==== Provided records ====
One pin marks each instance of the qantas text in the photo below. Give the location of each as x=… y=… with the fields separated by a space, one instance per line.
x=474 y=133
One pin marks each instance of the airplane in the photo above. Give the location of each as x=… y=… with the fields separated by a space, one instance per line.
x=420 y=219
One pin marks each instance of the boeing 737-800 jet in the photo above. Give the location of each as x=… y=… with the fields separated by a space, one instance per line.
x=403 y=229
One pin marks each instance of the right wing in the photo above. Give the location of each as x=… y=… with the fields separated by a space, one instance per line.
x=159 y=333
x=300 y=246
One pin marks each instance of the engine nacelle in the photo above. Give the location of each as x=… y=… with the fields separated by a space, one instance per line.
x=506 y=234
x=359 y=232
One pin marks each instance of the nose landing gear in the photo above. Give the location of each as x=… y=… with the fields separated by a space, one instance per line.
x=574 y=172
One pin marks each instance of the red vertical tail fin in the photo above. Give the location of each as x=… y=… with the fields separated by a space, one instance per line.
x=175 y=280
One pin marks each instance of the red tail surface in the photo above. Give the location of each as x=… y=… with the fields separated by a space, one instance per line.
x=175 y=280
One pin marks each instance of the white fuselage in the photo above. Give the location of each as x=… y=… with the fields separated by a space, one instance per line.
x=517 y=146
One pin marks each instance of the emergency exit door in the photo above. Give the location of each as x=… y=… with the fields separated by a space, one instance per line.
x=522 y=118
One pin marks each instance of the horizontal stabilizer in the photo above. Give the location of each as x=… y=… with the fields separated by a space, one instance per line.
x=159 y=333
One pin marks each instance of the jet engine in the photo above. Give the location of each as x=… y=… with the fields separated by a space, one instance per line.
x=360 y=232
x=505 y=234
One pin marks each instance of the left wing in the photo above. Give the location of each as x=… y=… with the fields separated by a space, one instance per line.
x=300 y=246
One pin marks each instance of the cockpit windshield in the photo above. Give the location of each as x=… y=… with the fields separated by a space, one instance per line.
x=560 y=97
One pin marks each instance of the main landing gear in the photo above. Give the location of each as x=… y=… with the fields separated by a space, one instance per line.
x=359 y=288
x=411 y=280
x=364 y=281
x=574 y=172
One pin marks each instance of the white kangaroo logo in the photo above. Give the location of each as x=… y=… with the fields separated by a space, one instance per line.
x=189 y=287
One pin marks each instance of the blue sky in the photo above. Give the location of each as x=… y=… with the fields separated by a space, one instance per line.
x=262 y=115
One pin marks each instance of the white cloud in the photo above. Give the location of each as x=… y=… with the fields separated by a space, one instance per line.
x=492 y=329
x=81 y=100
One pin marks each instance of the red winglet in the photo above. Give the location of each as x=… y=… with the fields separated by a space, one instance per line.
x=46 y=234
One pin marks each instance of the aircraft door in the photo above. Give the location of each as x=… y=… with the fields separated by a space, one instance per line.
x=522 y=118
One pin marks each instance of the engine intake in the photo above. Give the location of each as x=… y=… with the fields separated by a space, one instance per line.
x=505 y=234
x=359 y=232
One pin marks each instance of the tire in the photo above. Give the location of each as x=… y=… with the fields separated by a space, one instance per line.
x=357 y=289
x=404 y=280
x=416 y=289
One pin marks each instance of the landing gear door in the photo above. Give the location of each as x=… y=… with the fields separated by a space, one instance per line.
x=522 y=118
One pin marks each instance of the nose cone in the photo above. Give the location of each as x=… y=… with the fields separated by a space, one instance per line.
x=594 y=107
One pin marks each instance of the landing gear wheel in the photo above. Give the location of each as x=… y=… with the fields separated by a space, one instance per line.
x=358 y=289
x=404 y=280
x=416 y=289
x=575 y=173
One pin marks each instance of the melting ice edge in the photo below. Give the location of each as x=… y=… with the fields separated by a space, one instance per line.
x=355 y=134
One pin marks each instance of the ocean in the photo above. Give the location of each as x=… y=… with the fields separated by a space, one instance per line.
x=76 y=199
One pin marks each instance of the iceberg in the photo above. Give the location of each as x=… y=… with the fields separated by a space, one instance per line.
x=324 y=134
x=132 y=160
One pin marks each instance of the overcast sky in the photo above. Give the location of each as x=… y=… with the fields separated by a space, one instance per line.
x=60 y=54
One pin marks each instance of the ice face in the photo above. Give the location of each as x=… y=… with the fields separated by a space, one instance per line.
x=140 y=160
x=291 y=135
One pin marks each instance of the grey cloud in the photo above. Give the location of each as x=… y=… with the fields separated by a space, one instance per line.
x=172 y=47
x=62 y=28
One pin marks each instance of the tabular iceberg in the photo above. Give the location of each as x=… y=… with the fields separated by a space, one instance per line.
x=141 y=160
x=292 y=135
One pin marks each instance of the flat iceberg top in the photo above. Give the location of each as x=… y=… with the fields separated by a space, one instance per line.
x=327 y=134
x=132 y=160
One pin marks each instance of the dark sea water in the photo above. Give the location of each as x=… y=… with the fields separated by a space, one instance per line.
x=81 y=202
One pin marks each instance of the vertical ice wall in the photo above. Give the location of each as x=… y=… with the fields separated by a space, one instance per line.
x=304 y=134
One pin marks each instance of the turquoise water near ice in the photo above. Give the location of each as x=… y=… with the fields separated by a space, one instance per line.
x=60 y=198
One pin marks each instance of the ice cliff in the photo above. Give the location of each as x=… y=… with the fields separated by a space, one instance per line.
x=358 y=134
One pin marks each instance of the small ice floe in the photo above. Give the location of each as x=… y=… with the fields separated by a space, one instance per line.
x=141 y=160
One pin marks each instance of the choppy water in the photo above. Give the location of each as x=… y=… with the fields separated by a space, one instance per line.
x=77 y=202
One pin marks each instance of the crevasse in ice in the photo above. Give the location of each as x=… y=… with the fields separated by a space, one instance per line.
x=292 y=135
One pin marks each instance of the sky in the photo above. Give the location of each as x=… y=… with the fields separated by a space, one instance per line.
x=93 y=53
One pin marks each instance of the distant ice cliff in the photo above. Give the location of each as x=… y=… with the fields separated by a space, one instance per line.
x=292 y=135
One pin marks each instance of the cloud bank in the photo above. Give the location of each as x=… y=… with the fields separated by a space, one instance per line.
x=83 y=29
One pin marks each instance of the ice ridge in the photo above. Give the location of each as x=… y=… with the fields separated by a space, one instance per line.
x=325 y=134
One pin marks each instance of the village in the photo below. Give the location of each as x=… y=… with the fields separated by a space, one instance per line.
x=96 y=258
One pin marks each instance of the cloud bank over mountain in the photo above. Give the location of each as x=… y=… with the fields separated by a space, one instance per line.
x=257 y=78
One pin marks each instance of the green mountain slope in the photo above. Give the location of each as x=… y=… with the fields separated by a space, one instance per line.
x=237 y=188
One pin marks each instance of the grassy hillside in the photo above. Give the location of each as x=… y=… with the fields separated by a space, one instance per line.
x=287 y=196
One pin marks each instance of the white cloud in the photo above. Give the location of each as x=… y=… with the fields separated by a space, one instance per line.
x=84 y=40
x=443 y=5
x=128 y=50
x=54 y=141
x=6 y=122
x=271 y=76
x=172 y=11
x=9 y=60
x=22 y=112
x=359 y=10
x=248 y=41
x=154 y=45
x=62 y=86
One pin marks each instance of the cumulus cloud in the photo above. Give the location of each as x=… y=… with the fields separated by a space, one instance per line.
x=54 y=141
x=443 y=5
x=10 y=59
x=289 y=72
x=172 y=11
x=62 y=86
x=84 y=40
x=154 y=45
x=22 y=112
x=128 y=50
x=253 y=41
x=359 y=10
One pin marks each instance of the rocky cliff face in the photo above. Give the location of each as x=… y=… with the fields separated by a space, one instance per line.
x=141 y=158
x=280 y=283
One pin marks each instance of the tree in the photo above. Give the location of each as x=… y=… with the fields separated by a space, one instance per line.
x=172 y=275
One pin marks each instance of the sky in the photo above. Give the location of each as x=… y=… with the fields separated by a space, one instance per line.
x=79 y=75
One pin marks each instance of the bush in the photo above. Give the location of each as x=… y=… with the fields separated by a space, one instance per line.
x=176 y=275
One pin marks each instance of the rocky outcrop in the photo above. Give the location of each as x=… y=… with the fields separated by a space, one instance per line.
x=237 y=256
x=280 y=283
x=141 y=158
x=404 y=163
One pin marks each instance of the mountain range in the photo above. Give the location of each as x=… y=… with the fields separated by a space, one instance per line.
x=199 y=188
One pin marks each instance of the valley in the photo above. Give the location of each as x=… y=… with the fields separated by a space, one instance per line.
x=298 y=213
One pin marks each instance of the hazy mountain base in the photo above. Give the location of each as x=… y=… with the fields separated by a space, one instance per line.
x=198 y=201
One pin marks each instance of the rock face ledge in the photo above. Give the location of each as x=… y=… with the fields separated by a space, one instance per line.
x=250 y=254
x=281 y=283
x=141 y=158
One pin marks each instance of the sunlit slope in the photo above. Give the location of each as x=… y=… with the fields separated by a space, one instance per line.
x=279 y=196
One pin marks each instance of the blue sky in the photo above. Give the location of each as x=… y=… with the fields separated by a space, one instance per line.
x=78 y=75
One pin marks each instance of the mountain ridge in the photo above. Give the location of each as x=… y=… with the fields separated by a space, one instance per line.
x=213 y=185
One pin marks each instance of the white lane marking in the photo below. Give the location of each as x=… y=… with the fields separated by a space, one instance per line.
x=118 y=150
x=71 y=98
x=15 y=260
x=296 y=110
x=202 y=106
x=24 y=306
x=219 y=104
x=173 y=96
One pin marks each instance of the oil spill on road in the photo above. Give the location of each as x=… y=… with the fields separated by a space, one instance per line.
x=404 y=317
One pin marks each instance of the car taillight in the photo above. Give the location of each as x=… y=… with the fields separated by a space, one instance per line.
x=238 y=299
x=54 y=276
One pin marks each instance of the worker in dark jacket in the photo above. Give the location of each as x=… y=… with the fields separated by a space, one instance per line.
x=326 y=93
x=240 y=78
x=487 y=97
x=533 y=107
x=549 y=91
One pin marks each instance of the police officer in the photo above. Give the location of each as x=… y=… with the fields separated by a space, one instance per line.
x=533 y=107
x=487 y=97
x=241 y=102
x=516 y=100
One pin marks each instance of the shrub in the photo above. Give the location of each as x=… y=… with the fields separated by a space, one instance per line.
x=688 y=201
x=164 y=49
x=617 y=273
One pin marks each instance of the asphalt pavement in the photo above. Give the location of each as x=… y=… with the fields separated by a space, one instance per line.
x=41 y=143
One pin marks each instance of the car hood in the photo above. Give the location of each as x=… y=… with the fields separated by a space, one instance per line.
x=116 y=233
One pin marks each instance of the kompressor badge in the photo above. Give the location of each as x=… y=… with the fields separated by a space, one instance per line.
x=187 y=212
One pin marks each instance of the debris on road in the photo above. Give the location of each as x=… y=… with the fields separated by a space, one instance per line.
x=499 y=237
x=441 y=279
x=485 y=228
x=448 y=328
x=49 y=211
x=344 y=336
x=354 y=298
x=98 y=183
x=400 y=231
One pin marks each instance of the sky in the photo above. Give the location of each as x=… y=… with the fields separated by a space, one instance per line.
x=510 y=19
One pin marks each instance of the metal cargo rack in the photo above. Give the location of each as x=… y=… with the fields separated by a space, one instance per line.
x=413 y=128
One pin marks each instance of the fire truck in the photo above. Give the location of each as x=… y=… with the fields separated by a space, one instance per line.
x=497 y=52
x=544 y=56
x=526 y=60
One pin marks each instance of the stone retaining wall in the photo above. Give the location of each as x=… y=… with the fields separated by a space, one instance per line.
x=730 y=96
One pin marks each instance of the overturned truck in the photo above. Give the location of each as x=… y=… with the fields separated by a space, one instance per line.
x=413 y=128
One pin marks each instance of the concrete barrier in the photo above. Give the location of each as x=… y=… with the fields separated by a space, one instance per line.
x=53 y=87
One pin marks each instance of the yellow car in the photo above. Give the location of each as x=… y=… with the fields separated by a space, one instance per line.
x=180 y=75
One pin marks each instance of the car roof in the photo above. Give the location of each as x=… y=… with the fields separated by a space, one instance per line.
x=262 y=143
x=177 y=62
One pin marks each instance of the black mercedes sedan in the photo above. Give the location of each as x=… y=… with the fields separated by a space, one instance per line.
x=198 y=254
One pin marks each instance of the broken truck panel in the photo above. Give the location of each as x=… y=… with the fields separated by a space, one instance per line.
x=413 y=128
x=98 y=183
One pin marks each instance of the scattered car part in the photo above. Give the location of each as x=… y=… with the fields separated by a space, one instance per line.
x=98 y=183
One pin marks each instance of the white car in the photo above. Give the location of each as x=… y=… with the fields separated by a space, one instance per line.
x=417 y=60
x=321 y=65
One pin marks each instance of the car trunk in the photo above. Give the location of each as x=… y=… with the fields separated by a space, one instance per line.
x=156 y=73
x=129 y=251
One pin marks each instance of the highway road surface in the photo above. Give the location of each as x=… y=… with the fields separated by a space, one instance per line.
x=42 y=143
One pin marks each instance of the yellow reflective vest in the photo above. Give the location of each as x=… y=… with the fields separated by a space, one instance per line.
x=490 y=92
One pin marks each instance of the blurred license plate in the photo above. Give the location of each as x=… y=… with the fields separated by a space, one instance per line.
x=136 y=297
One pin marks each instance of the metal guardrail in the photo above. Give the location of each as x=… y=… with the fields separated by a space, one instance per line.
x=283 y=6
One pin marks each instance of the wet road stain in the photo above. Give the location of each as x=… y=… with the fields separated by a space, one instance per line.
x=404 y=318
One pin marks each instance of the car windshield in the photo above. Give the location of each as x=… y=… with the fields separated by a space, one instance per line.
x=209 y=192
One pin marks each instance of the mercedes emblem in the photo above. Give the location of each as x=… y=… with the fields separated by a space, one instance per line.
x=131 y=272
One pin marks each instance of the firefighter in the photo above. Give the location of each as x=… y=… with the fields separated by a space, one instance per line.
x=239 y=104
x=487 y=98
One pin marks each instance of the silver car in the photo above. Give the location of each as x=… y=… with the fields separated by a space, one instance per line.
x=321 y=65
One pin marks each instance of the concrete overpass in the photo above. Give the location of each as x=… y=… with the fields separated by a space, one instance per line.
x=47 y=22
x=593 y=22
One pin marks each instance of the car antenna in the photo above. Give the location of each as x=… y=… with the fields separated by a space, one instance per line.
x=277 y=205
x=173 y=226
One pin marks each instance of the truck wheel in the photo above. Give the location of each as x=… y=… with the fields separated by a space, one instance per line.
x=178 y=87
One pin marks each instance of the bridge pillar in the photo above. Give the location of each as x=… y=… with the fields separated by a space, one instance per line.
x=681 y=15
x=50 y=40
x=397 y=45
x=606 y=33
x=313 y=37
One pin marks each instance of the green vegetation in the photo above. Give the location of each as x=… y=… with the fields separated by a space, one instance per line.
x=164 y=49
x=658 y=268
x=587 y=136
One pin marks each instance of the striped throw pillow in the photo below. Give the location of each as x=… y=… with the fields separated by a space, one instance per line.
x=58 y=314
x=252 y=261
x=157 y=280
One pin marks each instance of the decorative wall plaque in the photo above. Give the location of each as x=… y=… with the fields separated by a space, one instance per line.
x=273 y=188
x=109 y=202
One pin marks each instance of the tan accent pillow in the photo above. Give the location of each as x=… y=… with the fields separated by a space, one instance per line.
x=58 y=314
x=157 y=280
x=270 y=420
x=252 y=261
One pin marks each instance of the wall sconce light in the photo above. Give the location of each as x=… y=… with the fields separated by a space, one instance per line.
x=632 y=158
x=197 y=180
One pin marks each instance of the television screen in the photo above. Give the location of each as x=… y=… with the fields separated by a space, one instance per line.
====
Work required >> Write out the entries between the line containing "One pin marks each instance of the main" and the line containing "x=189 y=287", inclusive, with "pin" swapped for "marker" and nothing else changed.

Full output >>
One marker marks each instance of the main landing gear in the photo above. Give the location of each as x=… y=… with the fields separated by a space, one instance per line.
x=359 y=288
x=411 y=280
x=364 y=281
x=574 y=172
One marker marks each instance of the white kangaroo logo in the photo above. Give the location of each as x=… y=… with the fields separated by a space, one instance per line.
x=189 y=287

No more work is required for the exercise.